◆ Description of the task:
A single number is the whole answer: the count of lines in these entries that hold "headlight".

◆ Dataset excerpts:
☆ ☆ ☆

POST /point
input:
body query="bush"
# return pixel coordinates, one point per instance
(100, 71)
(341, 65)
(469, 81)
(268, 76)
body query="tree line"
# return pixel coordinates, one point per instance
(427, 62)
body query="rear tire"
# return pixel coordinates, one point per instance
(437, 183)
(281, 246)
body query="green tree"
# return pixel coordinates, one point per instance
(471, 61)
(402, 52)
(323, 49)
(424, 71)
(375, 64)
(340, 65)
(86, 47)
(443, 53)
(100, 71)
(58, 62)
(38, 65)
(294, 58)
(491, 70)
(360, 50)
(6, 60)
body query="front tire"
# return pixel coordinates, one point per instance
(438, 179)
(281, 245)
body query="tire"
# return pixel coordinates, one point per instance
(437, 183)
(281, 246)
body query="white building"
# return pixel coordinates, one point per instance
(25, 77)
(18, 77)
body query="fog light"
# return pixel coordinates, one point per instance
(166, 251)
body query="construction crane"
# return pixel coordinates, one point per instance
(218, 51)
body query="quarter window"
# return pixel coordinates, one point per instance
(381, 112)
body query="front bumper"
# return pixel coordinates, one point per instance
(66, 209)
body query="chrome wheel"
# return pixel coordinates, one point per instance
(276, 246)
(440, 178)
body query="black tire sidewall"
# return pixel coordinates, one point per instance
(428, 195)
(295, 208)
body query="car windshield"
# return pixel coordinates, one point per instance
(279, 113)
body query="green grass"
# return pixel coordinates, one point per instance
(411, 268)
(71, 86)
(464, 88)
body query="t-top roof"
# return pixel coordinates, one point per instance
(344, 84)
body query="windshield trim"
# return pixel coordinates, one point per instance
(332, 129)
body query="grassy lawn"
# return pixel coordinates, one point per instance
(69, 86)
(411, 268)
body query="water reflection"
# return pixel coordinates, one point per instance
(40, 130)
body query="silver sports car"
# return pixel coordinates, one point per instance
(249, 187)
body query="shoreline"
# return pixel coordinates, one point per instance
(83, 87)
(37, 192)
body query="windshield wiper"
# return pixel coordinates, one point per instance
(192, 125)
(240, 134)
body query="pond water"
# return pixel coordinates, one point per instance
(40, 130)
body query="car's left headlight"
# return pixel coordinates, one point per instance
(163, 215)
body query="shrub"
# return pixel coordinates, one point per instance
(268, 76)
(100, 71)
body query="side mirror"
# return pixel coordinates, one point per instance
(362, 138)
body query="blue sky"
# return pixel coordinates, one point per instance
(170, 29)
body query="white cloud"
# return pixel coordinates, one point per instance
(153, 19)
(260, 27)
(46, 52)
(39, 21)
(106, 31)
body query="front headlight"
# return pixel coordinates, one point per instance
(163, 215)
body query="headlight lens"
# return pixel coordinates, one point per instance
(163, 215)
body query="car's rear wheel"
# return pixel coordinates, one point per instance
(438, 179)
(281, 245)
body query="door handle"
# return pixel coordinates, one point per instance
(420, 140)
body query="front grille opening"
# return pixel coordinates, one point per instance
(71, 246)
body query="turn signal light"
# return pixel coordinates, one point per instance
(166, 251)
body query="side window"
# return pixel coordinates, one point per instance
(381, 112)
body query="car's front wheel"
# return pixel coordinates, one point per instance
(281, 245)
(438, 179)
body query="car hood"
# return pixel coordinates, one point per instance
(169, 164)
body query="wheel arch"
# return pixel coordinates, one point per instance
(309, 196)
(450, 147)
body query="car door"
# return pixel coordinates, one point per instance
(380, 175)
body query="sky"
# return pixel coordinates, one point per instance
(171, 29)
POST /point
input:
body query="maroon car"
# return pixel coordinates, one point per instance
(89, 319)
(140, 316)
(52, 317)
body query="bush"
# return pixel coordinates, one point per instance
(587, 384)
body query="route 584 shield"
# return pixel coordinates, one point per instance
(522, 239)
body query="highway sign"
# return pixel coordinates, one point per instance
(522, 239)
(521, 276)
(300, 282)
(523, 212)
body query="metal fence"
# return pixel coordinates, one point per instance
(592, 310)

☆ ☆ ☆

◆ Answer:
3